Task requirements – Update the entries from the line containing "For the mapping pass, tag each instance of the player's raised" through the end of the entries below, changing "mapping pass" to "survey pass" and keeping everything else the same.

** Start **

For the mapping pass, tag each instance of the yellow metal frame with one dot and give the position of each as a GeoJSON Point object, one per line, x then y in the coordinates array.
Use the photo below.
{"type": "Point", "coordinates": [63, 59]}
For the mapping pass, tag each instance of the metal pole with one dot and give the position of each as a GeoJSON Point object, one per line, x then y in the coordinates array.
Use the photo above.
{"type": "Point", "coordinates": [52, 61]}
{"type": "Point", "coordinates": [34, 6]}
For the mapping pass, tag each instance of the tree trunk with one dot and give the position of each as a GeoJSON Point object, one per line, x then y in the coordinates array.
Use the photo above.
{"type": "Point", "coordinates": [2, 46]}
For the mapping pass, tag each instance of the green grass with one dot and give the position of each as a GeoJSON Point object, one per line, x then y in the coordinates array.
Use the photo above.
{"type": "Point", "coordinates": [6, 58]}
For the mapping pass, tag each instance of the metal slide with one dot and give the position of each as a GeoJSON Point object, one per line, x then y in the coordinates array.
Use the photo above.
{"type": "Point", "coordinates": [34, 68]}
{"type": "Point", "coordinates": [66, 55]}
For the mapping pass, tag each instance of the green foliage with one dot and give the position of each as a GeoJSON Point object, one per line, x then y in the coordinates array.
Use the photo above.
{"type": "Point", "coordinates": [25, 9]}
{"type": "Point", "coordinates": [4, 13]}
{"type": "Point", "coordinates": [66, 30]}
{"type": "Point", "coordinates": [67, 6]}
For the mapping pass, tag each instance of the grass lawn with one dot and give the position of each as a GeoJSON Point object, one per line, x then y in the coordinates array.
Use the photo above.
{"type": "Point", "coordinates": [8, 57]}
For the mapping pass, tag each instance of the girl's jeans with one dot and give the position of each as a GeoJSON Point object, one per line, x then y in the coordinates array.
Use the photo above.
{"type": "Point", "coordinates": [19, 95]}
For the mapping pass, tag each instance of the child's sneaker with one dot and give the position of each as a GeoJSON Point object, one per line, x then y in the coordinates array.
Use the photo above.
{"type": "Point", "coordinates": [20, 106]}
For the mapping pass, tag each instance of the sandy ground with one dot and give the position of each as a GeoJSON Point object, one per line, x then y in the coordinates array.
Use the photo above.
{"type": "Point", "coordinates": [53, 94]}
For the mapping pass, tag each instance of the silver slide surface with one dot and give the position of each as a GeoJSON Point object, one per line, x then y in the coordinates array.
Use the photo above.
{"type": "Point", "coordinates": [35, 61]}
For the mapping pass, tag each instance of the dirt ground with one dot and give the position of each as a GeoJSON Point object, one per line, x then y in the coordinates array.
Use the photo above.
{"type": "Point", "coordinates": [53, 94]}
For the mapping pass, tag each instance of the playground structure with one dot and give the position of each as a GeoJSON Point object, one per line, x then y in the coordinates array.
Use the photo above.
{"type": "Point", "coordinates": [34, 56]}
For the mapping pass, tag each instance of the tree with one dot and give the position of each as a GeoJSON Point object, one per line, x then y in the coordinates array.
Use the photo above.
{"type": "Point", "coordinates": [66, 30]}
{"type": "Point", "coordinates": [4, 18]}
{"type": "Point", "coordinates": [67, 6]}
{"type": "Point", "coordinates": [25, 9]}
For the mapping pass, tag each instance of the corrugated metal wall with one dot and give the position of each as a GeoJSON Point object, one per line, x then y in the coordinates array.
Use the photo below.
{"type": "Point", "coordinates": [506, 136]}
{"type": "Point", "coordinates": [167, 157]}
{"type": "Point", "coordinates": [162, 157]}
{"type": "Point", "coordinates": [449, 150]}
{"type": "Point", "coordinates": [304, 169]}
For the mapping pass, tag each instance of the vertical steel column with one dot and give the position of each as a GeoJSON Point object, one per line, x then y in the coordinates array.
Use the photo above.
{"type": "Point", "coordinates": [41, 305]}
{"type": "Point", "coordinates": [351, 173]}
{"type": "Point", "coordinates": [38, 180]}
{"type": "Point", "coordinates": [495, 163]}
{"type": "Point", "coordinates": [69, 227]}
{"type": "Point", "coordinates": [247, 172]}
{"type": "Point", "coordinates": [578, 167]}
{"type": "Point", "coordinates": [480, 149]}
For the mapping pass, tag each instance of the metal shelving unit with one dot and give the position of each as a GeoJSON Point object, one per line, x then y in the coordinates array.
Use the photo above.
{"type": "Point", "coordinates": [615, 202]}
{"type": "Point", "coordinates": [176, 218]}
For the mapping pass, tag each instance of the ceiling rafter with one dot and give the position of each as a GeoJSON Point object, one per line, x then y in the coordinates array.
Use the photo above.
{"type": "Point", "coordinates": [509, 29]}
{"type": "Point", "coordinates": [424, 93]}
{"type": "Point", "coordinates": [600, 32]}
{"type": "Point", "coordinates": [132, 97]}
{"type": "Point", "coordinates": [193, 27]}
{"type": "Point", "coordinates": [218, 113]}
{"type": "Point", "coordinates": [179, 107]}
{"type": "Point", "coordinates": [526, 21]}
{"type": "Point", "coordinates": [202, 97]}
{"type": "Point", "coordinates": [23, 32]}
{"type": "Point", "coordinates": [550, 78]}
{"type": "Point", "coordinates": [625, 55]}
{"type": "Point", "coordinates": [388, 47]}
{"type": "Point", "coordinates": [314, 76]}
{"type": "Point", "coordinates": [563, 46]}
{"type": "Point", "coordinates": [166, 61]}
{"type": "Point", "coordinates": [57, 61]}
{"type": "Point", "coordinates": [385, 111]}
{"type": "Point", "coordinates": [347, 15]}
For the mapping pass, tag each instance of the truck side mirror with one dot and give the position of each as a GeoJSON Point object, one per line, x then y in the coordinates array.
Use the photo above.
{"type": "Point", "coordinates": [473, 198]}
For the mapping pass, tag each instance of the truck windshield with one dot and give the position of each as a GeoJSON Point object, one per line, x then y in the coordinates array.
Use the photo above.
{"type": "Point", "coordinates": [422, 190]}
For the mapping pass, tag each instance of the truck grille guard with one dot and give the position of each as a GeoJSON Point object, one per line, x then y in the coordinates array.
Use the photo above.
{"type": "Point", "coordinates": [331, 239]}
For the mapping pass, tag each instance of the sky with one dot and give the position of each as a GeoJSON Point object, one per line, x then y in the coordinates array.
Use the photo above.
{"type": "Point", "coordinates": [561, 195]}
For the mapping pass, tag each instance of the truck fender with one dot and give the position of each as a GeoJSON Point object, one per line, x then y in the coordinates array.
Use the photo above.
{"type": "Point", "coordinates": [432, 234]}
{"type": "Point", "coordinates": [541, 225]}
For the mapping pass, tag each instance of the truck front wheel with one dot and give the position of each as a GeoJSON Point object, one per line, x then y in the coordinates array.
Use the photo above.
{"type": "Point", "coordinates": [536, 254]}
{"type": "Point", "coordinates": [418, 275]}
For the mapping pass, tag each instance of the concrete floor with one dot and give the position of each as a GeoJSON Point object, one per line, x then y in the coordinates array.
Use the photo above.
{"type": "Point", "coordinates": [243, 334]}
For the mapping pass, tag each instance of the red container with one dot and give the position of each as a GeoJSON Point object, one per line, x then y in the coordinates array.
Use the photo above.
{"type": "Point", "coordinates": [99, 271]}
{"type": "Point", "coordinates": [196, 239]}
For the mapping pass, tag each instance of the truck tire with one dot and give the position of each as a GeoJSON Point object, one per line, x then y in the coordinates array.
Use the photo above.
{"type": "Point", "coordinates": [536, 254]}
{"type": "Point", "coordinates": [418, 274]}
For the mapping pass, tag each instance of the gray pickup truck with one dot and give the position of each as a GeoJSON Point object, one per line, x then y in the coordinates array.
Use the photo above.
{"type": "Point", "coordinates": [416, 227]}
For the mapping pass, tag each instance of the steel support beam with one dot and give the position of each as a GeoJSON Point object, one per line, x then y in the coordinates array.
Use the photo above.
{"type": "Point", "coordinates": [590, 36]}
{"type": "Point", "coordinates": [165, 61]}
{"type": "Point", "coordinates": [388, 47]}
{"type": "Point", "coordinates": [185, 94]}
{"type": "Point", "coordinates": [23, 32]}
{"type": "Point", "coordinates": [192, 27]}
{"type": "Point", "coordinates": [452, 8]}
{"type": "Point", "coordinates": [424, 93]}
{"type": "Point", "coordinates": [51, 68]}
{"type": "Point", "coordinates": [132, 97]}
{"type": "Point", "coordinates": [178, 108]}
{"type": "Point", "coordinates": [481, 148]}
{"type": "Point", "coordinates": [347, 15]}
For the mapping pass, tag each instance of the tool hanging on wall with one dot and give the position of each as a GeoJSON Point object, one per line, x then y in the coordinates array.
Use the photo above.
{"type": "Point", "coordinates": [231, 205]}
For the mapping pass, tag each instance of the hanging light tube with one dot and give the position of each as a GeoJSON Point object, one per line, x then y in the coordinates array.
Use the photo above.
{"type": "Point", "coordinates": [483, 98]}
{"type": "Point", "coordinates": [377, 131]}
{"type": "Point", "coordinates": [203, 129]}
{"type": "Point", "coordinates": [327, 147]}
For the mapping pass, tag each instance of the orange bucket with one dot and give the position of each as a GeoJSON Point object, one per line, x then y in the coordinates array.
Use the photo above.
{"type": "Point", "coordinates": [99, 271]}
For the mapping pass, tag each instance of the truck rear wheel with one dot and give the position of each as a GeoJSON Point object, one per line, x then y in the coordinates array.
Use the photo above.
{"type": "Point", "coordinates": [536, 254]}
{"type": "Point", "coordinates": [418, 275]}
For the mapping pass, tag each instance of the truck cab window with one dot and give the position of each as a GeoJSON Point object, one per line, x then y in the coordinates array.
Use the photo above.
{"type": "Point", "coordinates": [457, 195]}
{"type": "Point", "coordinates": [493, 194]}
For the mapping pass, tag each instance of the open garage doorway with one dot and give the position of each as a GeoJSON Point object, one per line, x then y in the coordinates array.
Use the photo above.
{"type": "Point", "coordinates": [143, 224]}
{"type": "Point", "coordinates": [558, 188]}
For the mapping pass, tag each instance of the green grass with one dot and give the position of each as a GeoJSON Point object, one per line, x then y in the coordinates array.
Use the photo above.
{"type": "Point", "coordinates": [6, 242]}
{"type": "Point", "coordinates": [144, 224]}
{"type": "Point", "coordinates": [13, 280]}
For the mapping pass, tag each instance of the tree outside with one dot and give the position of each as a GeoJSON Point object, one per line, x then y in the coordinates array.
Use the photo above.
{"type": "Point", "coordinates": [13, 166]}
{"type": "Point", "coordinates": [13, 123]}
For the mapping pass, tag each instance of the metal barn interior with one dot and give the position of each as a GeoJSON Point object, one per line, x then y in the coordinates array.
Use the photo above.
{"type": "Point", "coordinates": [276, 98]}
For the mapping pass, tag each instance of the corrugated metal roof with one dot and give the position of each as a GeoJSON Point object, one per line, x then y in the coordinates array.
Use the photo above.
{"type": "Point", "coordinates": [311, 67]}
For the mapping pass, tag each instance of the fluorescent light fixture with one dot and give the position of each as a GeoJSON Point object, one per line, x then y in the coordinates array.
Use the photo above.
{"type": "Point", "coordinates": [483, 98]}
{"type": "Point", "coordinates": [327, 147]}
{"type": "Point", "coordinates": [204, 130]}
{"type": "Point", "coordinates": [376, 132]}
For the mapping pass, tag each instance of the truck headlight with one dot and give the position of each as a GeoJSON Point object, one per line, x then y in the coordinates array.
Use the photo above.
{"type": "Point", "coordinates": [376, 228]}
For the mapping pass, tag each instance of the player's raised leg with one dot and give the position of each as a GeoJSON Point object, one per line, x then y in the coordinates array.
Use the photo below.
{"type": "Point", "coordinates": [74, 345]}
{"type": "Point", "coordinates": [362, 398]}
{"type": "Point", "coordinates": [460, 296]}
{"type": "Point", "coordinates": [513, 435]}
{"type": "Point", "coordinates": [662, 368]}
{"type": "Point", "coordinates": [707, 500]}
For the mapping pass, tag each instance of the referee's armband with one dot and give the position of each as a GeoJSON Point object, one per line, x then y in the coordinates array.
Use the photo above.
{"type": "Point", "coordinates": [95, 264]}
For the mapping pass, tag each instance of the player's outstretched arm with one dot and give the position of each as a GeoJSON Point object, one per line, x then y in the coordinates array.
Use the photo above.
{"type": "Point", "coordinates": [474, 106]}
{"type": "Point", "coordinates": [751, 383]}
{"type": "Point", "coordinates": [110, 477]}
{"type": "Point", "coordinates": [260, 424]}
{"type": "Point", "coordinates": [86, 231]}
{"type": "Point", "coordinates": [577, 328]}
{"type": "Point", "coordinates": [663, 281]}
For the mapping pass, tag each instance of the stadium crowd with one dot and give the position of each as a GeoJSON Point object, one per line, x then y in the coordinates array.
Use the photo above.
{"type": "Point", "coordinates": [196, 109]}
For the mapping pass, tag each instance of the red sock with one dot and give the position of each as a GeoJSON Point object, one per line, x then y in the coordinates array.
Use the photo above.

** End **

The completed task –
For the survey pass, tag each instance of the player's raised leg with one dot and give the position of each as a GeoJSON Point object, one per line, x then y in the coordinates array.
Use the photo below.
{"type": "Point", "coordinates": [74, 345]}
{"type": "Point", "coordinates": [362, 398]}
{"type": "Point", "coordinates": [460, 296]}
{"type": "Point", "coordinates": [513, 435]}
{"type": "Point", "coordinates": [662, 368]}
{"type": "Point", "coordinates": [707, 500]}
For the survey pass, tag each instance of the referee's armband with one dot and give the position of each as a GeoJSON Point object, one per line, x then y in the coordinates array.
Use the photo above.
{"type": "Point", "coordinates": [95, 264]}
For the survey pass, tag each instance of the player's outstretched arm with one dot and give the position of each as a GeoJSON Point object, one per line, x then y in the coordinates array.
Use the photo above.
{"type": "Point", "coordinates": [474, 106]}
{"type": "Point", "coordinates": [751, 383]}
{"type": "Point", "coordinates": [110, 477]}
{"type": "Point", "coordinates": [260, 424]}
{"type": "Point", "coordinates": [86, 231]}
{"type": "Point", "coordinates": [577, 328]}
{"type": "Point", "coordinates": [663, 281]}
For the survey pass, tag each instance of the stadium crowd with one dot and give the position of each as a GeoJSON Point object, one per line, x then y in the coordinates array.
Use the photo above.
{"type": "Point", "coordinates": [196, 109]}
For the survey pass, tag each instance of the red sock with one dot and give the position of each as a GeoJSON Point object, one per line, x then y in the coordinates array.
Use the photo above.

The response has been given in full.